Dan yang sangat mencolok dari munti gunung jika dibandingkan dengan semua desa dibagian selatan Gunung Agung adalah Tingkat Pendidikan sebagian besar masyarakatnya masih rendah (tidak tamat SD). Sebagian besar masyarakatnya tidak bisa menggunakan bahasa Indonesia sehingga orang luar kesulitan untuk berinteraksi, sebagian besar buta aksara, akses pendidikan rendah, akses kesehatan sulit, sebagian besar tenaga potensial keluar untuk mencari pekerjaan sehingga yang menghuni desa hanya anak-anak dan orang jompo. Aktivitas desa ini nyaris tidak tampak dan akan ramai ketika ada kegiatan upacara keagamaan karena semua masyarakat yang beraktivitas diluar desa pulanng ke kampung halamannya.

Letaknya jauh dari perkotaan dan jalan yang harus dilalui penuh bukit dan bebatuan. Ada rasa penasaran dalam ingatanku. Munti Gunung merupakan suatu daerah di Kabupaten Karangasem, wilayah paling timur pulau Bali. Daerah ini termasuk dalam kecamatan Kubu. Jarak dari Denpasar dapat ditempuh selama kurang lebih tiga jam. Begitu sampai di desa ini, aku dan rombongan disambut udara panas yang menyengat. Matahari seolah begitu dekat. Aku juga melihat beberapa ibu-ibu menjinjing ember besar dengan kain di atas kepalanya.

“mau kemana Bu?, tanyaku”

ngalih yeh bersih, gus” (mencari air bersih nak)

Rombongan ibu dan anak ini harus berjalan panjang menaiki pegunungan kering guna mendapat air bersih. Cuaca menyengat rasanya sudah begitu dirasakan oleh mereka. Mereka tampak ikhlas melakukan ini, karena memang ini adalah salah satu cara untuk mendapat air bersih guna memenuhi kebutuhan hidup akan air.

Aku berbincang bersama saudaraku tentang kemudahanku mendapat air bersih. Tinggal memutar keran saja, air bersih dengan jumlah yang tak terbatas mengalir begitu keras. Aku juga ingat sering bermain air bersama adikku, membuang air dengan mudahnya. Aku tak tahu jika ada orang yang sangat sulit mendapat air bersih dan harus berjuang tiap harinya demi air seember, seperti ibu-ibu di desa Munti Gunung ini.

════════════════════

DAFTAR TUGAS »
1 - Tuliskan ulang bagian teks tentang Munti Gunung, mulai dari "Dan yang sangat" dan berakhir pada "ke kampung halamannya.".
2 - Tentukan apakah tiap pernyataan ini sesuai dengan teks tentang Munti Gunung: (a) Munti Gunung termasuk dalam Kecamatan Kubu; (b) perjalanan dari Denpasar ke Munti Gunung memakan waktu sekitar satu jam; (c) desa ini menjadi ramai ketika ada kegiatan upacara keagamaan. Jawab ya atau tidak untuk masing-masing, lalu kutip persis kata-kata dalam teks yang menjadi penentunya.
Baris-baris data tidak diperlukan untuk mengerjakan apa pun di sini.

DATA YANG DIBERIKAN »
════════════════════

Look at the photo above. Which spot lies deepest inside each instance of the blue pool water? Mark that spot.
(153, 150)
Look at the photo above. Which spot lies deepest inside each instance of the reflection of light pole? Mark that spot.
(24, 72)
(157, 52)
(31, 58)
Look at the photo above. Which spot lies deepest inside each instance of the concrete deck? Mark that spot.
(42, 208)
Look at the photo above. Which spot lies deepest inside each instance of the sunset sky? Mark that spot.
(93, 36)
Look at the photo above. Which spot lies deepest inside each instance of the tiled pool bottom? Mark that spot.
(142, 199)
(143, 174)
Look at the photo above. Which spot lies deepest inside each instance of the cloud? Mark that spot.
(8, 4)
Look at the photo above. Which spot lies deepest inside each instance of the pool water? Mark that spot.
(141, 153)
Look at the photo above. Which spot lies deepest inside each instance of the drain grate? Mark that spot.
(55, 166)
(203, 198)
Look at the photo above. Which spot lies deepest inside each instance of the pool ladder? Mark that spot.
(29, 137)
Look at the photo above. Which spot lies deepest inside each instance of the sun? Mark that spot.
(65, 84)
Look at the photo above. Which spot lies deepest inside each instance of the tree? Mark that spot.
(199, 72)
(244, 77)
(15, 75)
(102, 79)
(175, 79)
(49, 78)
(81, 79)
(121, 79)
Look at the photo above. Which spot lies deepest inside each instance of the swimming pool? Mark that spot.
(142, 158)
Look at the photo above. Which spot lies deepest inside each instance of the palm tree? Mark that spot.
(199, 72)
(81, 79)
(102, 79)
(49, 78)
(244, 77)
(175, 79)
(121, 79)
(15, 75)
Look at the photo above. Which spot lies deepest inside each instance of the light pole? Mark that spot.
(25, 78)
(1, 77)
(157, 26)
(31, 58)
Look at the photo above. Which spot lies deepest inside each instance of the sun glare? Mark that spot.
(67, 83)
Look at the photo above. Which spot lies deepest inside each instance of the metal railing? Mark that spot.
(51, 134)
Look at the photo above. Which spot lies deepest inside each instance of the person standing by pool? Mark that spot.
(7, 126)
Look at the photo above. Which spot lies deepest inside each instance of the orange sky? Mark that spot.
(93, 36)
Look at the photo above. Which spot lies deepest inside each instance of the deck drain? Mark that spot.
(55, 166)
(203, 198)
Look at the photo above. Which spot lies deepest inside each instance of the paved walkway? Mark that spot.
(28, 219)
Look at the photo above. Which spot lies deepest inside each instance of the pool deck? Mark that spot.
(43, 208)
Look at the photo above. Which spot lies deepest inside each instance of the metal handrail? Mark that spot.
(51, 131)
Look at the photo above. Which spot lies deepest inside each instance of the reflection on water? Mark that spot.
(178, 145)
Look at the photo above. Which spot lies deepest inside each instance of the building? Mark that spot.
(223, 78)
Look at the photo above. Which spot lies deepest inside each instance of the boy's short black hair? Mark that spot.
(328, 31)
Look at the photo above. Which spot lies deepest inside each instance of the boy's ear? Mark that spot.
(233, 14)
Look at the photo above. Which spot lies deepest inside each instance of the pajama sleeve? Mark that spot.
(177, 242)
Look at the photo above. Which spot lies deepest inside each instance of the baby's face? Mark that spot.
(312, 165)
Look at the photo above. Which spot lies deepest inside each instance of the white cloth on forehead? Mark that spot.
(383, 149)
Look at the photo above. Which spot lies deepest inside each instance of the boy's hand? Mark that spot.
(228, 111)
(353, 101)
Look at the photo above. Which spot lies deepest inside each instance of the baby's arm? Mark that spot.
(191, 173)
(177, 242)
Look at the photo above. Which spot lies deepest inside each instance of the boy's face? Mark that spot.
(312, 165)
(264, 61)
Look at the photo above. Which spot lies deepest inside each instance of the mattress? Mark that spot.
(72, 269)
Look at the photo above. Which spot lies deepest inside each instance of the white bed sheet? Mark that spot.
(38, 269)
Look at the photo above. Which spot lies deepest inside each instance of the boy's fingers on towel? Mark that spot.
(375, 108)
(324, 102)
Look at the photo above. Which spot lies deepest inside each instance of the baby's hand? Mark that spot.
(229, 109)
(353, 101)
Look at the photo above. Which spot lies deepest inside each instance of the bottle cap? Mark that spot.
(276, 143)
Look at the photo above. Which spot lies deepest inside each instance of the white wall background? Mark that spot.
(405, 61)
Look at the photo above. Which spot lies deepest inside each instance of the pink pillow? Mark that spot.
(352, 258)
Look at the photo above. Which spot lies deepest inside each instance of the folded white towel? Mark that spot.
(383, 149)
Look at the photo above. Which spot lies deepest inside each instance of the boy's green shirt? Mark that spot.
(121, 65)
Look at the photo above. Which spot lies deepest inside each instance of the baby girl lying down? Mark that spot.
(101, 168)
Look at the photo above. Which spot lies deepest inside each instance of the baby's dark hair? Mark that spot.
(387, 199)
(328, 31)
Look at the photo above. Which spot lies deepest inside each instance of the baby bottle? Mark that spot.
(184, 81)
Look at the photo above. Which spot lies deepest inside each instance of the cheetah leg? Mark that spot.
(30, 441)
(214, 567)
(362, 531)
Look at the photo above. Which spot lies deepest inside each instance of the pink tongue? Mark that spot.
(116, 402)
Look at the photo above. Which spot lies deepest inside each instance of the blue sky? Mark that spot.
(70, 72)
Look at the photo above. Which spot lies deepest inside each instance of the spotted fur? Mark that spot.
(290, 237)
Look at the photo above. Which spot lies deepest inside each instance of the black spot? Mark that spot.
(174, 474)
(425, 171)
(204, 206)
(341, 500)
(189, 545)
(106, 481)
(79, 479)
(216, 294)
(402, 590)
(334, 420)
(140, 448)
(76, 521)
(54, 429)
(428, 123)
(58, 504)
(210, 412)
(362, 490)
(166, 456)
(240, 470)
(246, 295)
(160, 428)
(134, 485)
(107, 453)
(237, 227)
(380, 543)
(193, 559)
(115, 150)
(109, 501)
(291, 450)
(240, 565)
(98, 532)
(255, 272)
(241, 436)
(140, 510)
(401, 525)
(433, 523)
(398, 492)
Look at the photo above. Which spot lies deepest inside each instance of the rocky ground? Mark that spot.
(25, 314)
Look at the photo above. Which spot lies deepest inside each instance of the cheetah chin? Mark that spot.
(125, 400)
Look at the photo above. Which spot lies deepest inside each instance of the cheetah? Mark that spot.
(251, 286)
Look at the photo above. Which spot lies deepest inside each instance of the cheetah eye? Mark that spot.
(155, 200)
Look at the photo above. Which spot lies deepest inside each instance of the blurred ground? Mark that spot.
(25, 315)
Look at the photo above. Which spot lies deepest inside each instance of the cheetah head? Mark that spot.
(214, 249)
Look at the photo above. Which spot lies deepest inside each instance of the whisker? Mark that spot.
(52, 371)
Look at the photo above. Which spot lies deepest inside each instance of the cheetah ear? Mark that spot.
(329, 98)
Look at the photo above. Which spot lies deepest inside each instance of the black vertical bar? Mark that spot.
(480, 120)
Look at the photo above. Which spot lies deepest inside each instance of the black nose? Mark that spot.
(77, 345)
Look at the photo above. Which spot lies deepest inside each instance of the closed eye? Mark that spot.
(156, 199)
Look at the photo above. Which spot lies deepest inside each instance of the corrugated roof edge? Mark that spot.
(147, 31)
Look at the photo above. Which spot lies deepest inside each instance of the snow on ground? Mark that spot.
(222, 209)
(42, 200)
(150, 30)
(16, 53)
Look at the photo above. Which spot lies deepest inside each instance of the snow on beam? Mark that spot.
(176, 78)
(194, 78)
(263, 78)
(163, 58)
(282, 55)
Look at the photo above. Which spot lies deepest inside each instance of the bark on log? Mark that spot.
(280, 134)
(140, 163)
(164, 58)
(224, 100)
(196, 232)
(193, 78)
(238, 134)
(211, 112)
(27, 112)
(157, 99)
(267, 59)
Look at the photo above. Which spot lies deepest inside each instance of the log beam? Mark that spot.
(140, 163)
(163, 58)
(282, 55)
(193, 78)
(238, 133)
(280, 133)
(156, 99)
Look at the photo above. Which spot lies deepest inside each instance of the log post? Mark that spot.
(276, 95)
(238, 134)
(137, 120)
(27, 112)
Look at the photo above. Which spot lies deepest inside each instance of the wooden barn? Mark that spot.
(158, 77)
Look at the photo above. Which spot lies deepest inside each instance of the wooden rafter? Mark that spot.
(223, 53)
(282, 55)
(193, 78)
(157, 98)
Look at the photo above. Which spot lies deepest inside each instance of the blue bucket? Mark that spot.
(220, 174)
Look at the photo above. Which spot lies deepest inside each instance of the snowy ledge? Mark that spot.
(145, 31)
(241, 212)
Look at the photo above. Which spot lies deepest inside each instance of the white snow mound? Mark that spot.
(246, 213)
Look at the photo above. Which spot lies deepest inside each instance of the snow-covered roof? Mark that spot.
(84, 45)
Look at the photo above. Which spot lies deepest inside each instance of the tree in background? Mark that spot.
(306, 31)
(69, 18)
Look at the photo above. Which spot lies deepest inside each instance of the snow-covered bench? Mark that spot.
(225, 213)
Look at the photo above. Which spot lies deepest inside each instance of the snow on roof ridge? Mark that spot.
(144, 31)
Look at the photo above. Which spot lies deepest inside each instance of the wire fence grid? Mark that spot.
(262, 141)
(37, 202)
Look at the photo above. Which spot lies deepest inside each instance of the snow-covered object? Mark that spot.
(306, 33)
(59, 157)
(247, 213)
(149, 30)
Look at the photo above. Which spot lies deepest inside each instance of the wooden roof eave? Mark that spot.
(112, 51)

════════════════════

JAWABAN TIAP TUGAS »
1 -
Dan yang sangat mencolok dari munti gunung jika dibandingkan dengan semua desa dibagian selatan Gunung Agung adalah Tingkat Pendidikan sebagian besar masyarakatnya masih rendah (tidak tamat SD). Sebagian besar masyarakatnya tidak bisa menggunakan bahasa Indonesia sehingga orang luar kesulitan untuk berinteraksi, sebagian besar buta aksara, akses pendidikan rendah, akses kesehatan sulit, sebagian besar tenaga potensial keluar untuk mencari pekerjaan sehingga yang menghuni desa hanya anak-anak dan orang jompo. Aktivitas desa ini nyaris tidak tampak dan akan ramai ketika ada kegiatan upacara keagamaan karena semua masyarakat yang beraktivitas diluar desa pulanng ke kampung halamannya.

2 -
(a) Ya: "Daerah ini termasuk dalam kecamatan Kubu."
(b) Tidak: "Jarak dari Denpasar dapat ditempuh selama kurang lebih tiga jam."
(c) Ya: "akan ramai ketika ada kegiatan upacara keagamaan"